The maintenance model also changes. A technician may lift a server from a tank instead of sliding it from a rack. In two-phase systems, equipment can emerge relatively dry if removed properly because the fluid evaporates and is captured by the condenser, but that process depends on service procedure, vapor containment and operator discipline. The task is not impossible. It is different enough that training, tools and warranties become part of the adoption barrier.

Two-phase immersion is best understood as a thermal cycle, not a single product. The tank, fluid, condenser, facility loop, server design, controls, monitoring and service workflow all form one system. The boiling liquid is the most visible element, but the value comes from the whole architecture working as a controlled heat-transfer machine.

**STATED TASK:** Reproduce the immersion cooling passage word for word, starting with "Two-phase immersion is" and going on through "controlled heat-transfer machine.". The lines after this point have no connection to the immersion cooling passage.

**DATA EXTRACT:**
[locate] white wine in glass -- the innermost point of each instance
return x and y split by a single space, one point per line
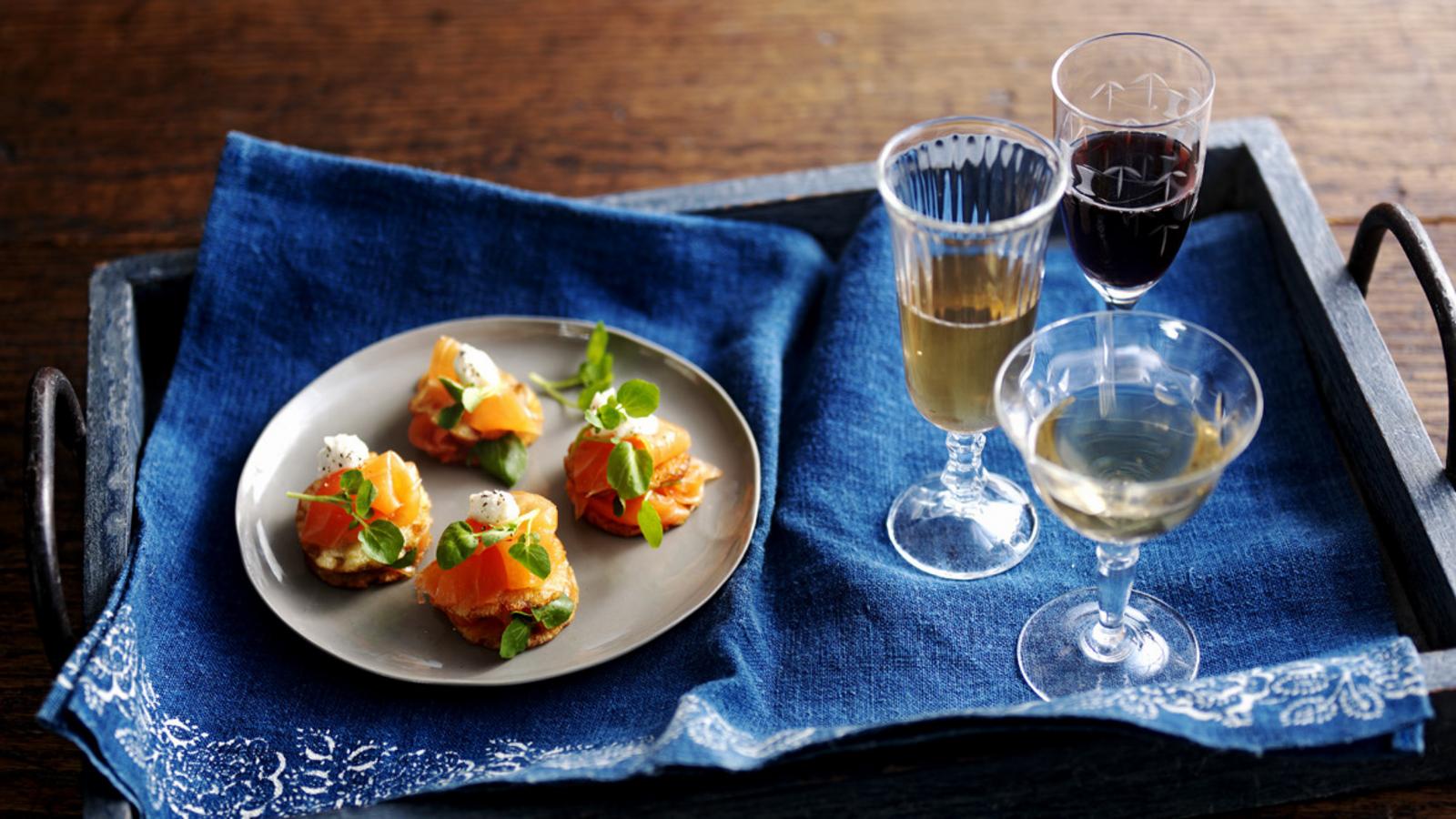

**REPLY TO THE TASK:**
Two-phase immersion is best understood as a thermal cycle, not a single product. The tank, fluid, condenser, facility loop, server design, controls, monitoring and service workflow all form one system. The boiling liquid is the most visible element, but the value comes from the whole architecture working as a controlled heat-transfer machine.